**** Dataset excerpts

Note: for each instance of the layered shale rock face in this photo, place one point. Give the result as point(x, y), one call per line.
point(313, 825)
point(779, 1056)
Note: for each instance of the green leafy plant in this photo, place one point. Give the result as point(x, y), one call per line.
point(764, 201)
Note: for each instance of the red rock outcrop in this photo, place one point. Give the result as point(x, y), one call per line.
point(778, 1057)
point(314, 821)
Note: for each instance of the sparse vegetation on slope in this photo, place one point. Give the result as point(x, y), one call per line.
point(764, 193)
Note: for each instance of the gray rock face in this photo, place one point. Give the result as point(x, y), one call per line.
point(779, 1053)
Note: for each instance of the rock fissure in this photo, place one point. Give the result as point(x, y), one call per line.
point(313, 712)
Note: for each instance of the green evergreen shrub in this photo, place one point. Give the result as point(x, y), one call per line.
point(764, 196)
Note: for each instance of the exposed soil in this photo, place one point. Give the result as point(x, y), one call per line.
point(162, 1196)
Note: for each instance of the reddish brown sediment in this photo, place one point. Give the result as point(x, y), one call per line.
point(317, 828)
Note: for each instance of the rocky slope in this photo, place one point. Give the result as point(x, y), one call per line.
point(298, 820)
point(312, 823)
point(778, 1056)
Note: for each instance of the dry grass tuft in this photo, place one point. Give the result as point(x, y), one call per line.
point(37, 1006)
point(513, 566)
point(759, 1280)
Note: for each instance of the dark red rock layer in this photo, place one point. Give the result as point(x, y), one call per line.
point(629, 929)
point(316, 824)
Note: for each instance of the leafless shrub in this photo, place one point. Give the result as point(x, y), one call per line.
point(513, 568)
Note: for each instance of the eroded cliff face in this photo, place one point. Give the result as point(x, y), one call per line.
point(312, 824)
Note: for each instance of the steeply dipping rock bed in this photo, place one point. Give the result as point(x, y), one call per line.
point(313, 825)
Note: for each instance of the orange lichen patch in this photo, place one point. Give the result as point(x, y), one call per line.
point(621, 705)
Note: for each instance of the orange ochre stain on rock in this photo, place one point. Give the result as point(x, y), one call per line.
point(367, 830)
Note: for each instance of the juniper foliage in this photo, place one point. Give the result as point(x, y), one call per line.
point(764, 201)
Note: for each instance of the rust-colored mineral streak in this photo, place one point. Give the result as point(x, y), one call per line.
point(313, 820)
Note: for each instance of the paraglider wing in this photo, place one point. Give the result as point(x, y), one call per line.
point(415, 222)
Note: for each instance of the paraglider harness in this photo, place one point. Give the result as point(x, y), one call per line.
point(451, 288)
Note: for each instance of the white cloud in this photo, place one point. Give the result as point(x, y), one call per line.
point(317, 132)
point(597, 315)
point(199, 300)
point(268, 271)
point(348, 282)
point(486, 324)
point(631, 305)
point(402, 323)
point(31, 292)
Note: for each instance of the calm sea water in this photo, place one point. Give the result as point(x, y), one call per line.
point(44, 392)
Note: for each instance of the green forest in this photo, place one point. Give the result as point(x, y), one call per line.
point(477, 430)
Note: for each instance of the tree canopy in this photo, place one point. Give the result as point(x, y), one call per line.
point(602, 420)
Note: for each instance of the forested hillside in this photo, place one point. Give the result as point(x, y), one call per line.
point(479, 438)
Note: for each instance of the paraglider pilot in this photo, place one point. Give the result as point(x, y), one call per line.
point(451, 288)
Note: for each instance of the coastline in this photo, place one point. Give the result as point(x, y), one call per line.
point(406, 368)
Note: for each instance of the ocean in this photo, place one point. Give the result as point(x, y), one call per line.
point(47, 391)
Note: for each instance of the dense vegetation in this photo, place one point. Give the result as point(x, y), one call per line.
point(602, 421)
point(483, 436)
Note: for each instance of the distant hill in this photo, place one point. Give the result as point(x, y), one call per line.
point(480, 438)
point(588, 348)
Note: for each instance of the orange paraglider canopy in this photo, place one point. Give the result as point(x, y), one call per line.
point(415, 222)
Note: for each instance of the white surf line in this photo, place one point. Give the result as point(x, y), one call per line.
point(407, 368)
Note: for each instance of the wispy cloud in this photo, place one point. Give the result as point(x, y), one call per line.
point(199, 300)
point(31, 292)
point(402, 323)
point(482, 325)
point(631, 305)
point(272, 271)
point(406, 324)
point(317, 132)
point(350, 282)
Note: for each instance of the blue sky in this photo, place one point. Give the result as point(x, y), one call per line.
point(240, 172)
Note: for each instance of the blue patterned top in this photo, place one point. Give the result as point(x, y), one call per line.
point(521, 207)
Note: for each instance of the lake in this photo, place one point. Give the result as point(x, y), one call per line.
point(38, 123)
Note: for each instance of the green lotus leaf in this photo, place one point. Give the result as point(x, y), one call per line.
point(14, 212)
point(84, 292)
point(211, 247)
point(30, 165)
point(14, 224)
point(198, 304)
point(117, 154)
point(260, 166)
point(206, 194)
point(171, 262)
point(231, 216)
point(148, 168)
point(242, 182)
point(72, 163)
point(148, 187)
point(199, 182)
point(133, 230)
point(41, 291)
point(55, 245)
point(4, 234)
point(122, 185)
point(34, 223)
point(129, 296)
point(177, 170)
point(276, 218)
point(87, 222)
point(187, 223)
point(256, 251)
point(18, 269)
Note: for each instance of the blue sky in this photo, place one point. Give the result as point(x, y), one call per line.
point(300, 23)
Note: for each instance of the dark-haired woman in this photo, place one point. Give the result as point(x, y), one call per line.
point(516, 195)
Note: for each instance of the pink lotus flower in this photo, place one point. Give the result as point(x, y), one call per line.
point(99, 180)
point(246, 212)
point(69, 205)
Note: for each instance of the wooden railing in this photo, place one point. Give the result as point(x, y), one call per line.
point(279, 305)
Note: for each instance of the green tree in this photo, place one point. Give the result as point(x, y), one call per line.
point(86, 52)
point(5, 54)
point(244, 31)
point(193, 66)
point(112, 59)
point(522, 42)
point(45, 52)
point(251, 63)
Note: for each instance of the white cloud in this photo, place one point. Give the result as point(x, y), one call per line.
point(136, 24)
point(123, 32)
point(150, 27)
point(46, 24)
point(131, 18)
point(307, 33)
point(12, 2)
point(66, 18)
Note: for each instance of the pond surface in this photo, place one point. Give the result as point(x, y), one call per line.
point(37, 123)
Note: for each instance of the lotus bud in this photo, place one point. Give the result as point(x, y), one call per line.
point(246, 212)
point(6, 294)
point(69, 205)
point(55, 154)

********

— To do —
Extract all of the data shown above and repeat it verbatim.

— The solution —
Note: for each instance of the layered shale rock face in this photo, place one point. Give the result as point(x, y), one call per line.
point(313, 825)
point(779, 1056)
Note: for each instance of the green leafy plant in this photo, place one point. Give the result as point(x, y), one call per line.
point(764, 201)
Note: for each instance of the red rock outcrop in this photo, place one point. Give the result as point(x, y), one call per line.
point(778, 1057)
point(314, 821)
Note: for each instance of the sparse vegetation on slope in this photo, place one point. Give the result as point(x, y), one call per line.
point(764, 193)
Note: for each instance of the gray rock face in this photo, place one point. Give the result as point(x, y), one call per line.
point(779, 1053)
Note: for each instance of the rock fissure in this photo, place one point. Give the result as point(x, y), one call per line.
point(313, 712)
Note: for each instance of the green evergreen shrub in this photo, place one point. Give the result as point(x, y), one call per line.
point(764, 196)
Note: for each instance of the exposed soil in this photo, place one point. Give the result as point(x, y), one call per line.
point(162, 1196)
Note: for each instance of the reddish brown sediment in this photo, place one point. Give the result as point(x, y), one call per line.
point(317, 828)
Note: for each instance of the rocky slope in this photo, place one point. Give the result as point(x, y), one call per line.
point(298, 820)
point(312, 823)
point(778, 1056)
Note: for each instance of the dry grass tuft in this photo, place one point. Give the result as point(x, y), one call per line.
point(37, 1006)
point(513, 566)
point(759, 1280)
Note: for each instance of the dark red rock layer in this photo, place one point. Give the result as point(x, y), one call per line.
point(629, 929)
point(316, 824)
Note: for each instance of the leafless shrub in this photo, place one point. Give the result as point(x, y), one call per line.
point(513, 568)
Note: for each instance of the eroded cliff face in this photo, place one point. Give the result as point(x, y), one call per line.
point(312, 824)
Note: for each instance of the steeply dipping rock bed in this photo, place one point. Give the result as point(x, y), one call per line.
point(313, 825)
Note: for each instance of the orange lichen patch in this photo, place one point. Give the result as point(x, y), one call per line.
point(621, 705)
Note: for each instance of the orange ochre stain on rock in this photo, place one point. Give the result as point(x, y), one call per line.
point(367, 830)
Note: for each instance of the juniper foliage in this photo, place one point. Give the result as point(x, y), one call per line.
point(764, 201)
Note: for each instance of the rust-colored mineral streak in this photo, place one point. Give the result as point(x, y), one call per line.
point(313, 820)
Note: for each instance of the paraglider wing in this photo, place one point. Give the result as point(x, y), one call per line.
point(415, 222)
Note: for each instance of the paraglider harness in this photo, place one point. Give the result as point(x, y), one call per line.
point(451, 288)
Note: for each instance of the white cloud in this photo, place one point. Give the result as point(x, y), one call per line.
point(317, 132)
point(597, 315)
point(199, 300)
point(268, 271)
point(348, 282)
point(486, 324)
point(631, 305)
point(402, 323)
point(31, 292)
Note: for each instance of the calm sea water in this photo, place one point. Give the result as point(x, y), one call per line.
point(44, 392)
Note: for each instance of the green forest in this photo, place one point. Give the result as point(x, y), one call per line.
point(477, 430)
Note: for each instance of the tree canopy in this photo, place one point. Give the result as point(x, y), one call per line.
point(602, 420)
Note: for each instance of the forested hillside in this photo, place one point. Give the result as point(x, y), one call per line.
point(479, 438)
Note: for each instance of the paraglider pilot in this photo, place one point. Give the result as point(x, y), one call per line.
point(451, 288)
Note: for each instance of the coastline in this photo, place one point. Give the result as point(x, y), one call per line.
point(406, 368)
Note: for each instance of the ocean in this photo, place one point. Give the result as point(x, y), one call per line.
point(47, 391)
Note: for each instance of the dense vegetation in this photo, place one point. Give the result as point(x, y), one call per line.
point(602, 421)
point(483, 436)
Note: for each instance of the distant hill in this photo, place one point. Give the result as point(x, y), one call per line.
point(480, 438)
point(588, 348)
Note: for each instance of the orange paraglider canopy in this photo, place one point. Give the result as point(x, y), one call per line.
point(415, 222)
Note: for each instance of the white surf line in this photo, place one point. Give the result as point(x, y), one call per line.
point(407, 368)
Note: for each instance of the wispy cloud in this photo, place one point. Give the result as point(x, y), one call per line.
point(199, 300)
point(31, 292)
point(402, 323)
point(482, 325)
point(631, 305)
point(272, 271)
point(406, 324)
point(317, 132)
point(350, 282)
Note: for each instance of the blue sky in this photo, place one point. Give the result as point(x, y), one call per line.
point(240, 172)
Note: for each instance of the blue patterned top in this photo, place one point. Give the result as point(x, y), one call per line.
point(521, 207)
Note: for each instance of the lake in this photo, place one point. Give the result as point(x, y), one call per line.
point(38, 123)
Note: for each instance of the green lotus leaf in this photo, place one point. Give the result as point(x, y), one call per line.
point(14, 212)
point(84, 292)
point(211, 247)
point(30, 165)
point(14, 224)
point(198, 304)
point(117, 154)
point(260, 166)
point(206, 194)
point(171, 262)
point(231, 216)
point(148, 168)
point(242, 182)
point(72, 163)
point(148, 187)
point(199, 182)
point(133, 230)
point(41, 291)
point(55, 245)
point(4, 234)
point(122, 185)
point(34, 223)
point(129, 296)
point(177, 170)
point(276, 218)
point(87, 222)
point(187, 223)
point(256, 251)
point(18, 269)
Note: for each instance of the blue sky in this photo, place one point. Give the result as point(x, y), one call per line.
point(300, 23)
Note: for each instance of the dark-haired woman in this photo, place one point. Give the result as point(x, y), one call per line.
point(516, 195)
Note: for each instance of the pink lotus flower in this photo, place one point. Give the result as point(x, y), one call per line.
point(99, 180)
point(246, 212)
point(69, 205)
Note: for each instance of the wooden railing in this photo, place one point. Give the result as point(x, y), one call per line.
point(279, 305)
Note: for each instance of the green tree in this photo, place one point. Give the result as point(x, y), one call per line.
point(86, 52)
point(5, 54)
point(244, 31)
point(193, 66)
point(112, 59)
point(522, 42)
point(45, 52)
point(251, 63)
Note: for each instance of the white cloud in this photo, place one point. Give the result as point(x, y), one call per line.
point(136, 24)
point(123, 32)
point(150, 27)
point(46, 24)
point(131, 18)
point(307, 33)
point(12, 2)
point(66, 18)
Note: for each instance of the pond surface in this photo, place one point. Give the result as point(x, y), one call per line.
point(37, 123)
Note: for each instance of the lotus bud in this photo, place one point. Give the result as point(x, y), one call per line.
point(246, 212)
point(6, 294)
point(69, 205)
point(55, 154)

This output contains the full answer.